▶ _What you have to do_: Render the entries from the line containing "target: nose landing gear" through the line containing "91], [224, 92]]" as a two-column CSV headed entry and answer, with one row per entry. Place each entry's text and its answer in one quoted field apiece, replacing line breaks with spaces.

▶ _Listing_:
-- Start --
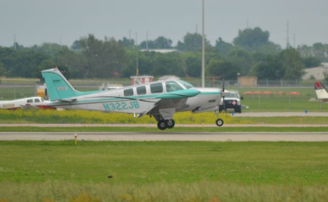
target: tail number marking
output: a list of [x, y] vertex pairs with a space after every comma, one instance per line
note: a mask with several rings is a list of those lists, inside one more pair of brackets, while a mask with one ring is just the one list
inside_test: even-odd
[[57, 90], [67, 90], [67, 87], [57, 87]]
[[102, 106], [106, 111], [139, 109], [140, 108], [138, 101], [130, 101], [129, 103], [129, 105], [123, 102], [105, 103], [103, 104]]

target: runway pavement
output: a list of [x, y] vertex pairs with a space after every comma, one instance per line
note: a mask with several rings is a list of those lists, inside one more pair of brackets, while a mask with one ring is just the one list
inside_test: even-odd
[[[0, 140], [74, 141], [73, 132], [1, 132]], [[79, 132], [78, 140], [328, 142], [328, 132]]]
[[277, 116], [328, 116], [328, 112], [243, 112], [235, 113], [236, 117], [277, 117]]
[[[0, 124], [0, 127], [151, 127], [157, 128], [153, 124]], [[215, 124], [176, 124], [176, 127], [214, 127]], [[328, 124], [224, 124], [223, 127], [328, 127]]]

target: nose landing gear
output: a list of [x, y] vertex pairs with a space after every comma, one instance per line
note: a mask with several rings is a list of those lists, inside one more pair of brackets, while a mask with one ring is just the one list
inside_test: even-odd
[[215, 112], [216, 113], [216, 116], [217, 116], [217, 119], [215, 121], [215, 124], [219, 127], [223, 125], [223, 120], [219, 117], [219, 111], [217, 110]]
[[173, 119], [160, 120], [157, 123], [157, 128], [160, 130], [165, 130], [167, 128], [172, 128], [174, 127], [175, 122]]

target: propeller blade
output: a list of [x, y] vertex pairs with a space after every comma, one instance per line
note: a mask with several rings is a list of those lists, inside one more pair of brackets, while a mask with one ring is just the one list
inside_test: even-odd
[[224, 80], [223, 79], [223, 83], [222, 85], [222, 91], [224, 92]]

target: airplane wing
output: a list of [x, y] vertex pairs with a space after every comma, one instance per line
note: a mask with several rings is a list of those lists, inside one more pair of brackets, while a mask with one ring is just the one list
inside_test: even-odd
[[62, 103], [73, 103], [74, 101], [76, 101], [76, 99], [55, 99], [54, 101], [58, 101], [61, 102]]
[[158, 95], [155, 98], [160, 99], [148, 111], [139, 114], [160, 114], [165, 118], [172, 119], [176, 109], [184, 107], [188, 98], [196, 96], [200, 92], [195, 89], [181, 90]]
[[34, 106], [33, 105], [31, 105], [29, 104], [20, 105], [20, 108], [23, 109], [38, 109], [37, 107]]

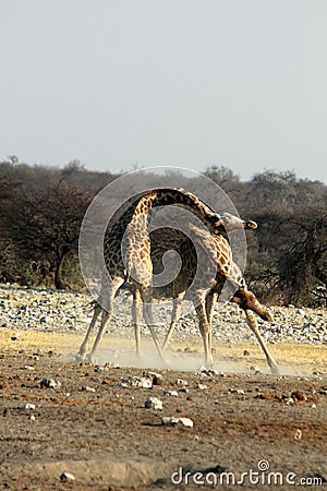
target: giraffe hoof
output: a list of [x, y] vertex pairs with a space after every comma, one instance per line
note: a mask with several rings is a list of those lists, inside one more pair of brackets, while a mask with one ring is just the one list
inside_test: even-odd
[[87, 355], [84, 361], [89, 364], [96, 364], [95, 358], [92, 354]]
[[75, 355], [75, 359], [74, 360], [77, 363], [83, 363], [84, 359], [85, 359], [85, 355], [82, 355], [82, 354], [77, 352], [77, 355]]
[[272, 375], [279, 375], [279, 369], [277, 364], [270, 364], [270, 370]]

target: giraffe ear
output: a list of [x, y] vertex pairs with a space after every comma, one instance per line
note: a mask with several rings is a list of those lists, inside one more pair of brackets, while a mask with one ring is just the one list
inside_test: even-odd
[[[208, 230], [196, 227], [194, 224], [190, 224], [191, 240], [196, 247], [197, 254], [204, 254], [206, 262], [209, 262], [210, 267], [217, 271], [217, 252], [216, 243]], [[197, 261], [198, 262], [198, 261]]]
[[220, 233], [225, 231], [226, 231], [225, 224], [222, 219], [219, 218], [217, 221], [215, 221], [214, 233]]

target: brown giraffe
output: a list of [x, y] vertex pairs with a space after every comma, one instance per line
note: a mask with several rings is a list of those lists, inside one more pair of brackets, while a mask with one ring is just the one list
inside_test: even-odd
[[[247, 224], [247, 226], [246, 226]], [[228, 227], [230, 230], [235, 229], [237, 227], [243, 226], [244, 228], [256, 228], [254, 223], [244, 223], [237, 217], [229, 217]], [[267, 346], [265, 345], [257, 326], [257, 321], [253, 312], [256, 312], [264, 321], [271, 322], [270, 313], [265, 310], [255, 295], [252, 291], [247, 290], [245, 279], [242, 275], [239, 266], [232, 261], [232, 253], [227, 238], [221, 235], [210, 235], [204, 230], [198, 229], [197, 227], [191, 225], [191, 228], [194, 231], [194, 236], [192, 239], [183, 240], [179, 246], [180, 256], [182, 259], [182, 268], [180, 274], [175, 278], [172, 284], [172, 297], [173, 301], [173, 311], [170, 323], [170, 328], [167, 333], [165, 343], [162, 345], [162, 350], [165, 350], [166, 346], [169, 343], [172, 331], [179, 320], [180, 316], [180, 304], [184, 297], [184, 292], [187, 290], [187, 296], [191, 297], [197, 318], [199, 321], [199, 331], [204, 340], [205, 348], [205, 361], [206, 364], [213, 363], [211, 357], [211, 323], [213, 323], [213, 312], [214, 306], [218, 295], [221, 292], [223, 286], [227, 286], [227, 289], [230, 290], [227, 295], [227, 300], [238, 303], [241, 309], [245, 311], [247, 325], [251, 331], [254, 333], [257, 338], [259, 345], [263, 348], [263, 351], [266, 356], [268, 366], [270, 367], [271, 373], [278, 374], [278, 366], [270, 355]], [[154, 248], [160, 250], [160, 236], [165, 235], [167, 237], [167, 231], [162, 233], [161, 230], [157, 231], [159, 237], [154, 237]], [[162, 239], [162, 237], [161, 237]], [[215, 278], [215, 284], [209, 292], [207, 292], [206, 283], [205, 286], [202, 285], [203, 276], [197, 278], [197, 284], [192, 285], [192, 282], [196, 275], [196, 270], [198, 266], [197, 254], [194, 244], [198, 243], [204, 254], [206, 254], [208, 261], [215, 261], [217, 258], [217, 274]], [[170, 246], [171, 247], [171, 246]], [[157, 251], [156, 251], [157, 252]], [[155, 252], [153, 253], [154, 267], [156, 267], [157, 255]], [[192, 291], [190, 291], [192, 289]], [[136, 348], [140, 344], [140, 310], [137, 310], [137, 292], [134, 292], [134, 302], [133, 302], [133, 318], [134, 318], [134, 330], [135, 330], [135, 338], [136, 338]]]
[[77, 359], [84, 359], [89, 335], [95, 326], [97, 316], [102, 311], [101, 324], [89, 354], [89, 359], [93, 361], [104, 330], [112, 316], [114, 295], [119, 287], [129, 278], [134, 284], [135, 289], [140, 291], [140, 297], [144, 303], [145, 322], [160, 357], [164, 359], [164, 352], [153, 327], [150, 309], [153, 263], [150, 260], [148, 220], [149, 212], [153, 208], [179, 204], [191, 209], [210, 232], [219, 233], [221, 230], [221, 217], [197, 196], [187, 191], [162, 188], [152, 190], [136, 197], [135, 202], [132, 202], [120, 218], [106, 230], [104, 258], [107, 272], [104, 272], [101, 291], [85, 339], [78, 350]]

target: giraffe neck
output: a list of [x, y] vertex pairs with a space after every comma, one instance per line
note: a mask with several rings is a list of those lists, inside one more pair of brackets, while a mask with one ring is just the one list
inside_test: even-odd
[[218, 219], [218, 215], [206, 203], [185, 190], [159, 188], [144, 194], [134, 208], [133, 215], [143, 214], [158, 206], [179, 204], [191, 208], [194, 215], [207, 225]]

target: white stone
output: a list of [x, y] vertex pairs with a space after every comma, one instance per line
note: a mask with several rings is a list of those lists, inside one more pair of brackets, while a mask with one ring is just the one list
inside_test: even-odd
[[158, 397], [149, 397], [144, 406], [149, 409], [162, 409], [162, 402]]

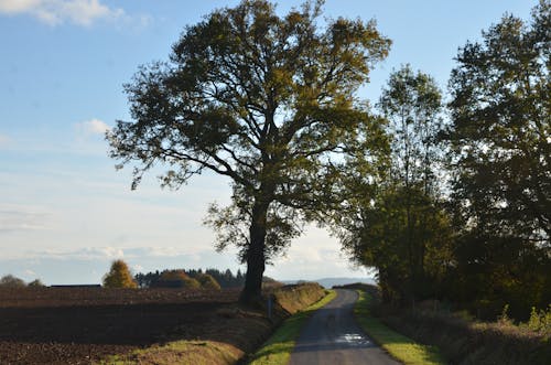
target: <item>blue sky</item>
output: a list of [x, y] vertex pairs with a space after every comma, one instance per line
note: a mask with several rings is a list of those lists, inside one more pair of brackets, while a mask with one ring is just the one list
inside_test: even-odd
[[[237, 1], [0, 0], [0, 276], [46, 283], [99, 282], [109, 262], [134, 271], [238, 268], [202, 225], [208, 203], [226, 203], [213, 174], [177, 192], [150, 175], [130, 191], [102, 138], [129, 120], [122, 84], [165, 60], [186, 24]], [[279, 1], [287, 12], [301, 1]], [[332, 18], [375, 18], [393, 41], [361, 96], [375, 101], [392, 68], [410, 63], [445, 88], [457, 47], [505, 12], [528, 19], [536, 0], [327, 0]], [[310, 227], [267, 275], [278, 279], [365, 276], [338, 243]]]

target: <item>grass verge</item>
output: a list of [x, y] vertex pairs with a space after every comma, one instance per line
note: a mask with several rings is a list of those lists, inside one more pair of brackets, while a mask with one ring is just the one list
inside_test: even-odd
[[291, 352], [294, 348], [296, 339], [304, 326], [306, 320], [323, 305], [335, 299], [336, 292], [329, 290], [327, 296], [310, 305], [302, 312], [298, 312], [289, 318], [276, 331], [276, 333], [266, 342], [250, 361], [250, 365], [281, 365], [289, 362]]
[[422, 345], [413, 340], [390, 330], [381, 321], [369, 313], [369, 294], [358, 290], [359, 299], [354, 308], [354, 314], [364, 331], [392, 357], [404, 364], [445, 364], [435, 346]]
-- End --
-- Start --
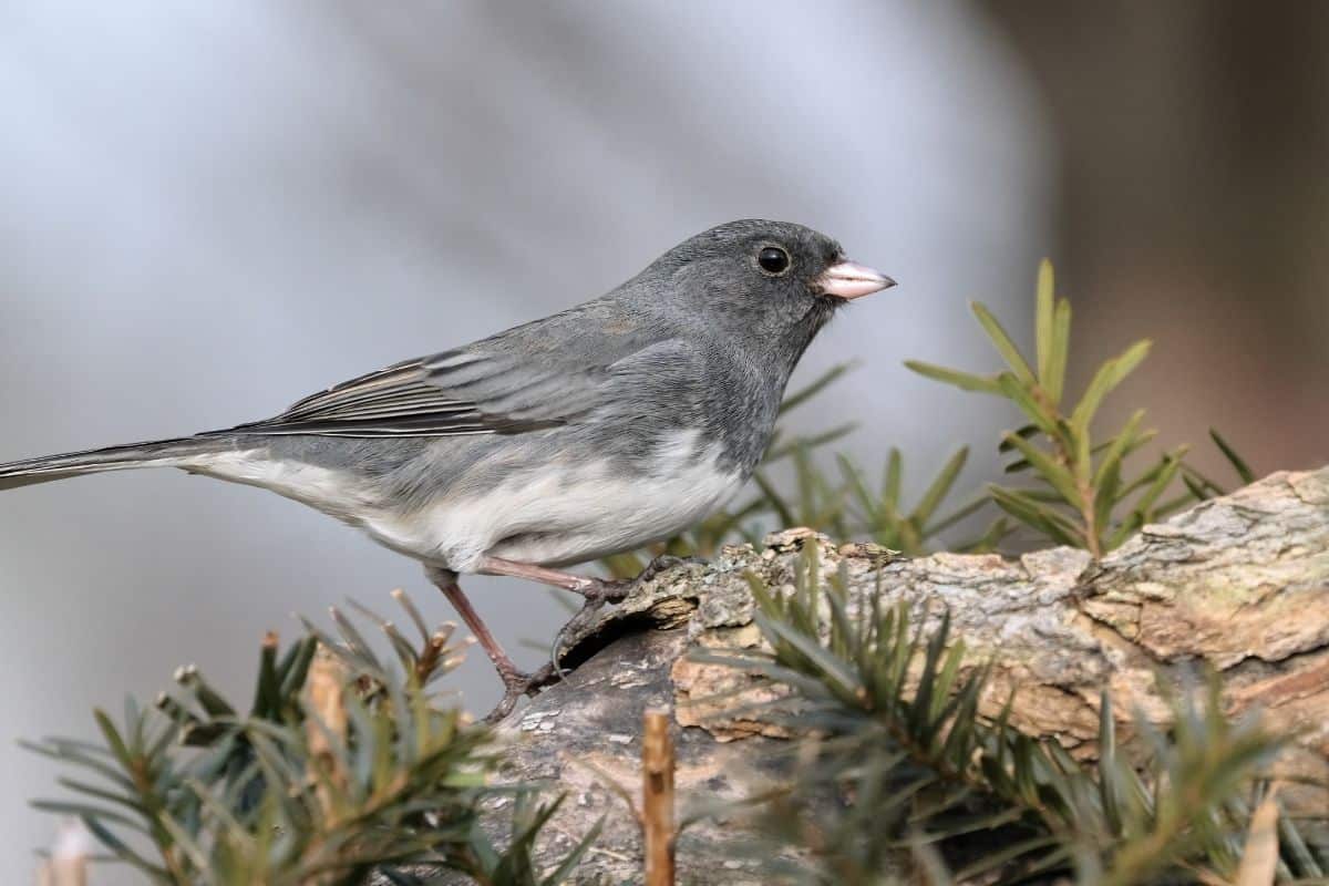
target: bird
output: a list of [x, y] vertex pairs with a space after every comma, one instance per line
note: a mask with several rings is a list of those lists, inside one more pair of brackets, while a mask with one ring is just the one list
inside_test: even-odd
-- End --
▶ _Result of this task_:
entry,answer
"target: nose landing gear output: a list of [x, y] vertex pairs with a space after every comma, one instance per line note: a mask with several rings is a list of those lists, inside one more pair of brackets, while a mask with one ring is just the one list inside_test: even-odd","[[215, 112], [216, 113], [216, 116], [217, 116], [217, 119], [215, 121], [215, 124], [219, 127], [223, 125], [223, 120], [219, 117], [219, 111], [217, 110]] [[173, 119], [160, 120], [157, 123], [157, 128], [160, 130], [165, 130], [167, 128], [172, 128], [174, 127], [175, 122]]"
"target: propeller blade output: a list of [x, y] vertex pairs with a space after every comma, one instance per line note: a mask with several rings is a list of those lists, inside one more pair of brackets, while a mask with one ring is just the one list inside_test: even-odd","[[224, 80], [223, 79], [223, 83], [222, 85], [222, 91], [224, 92]]"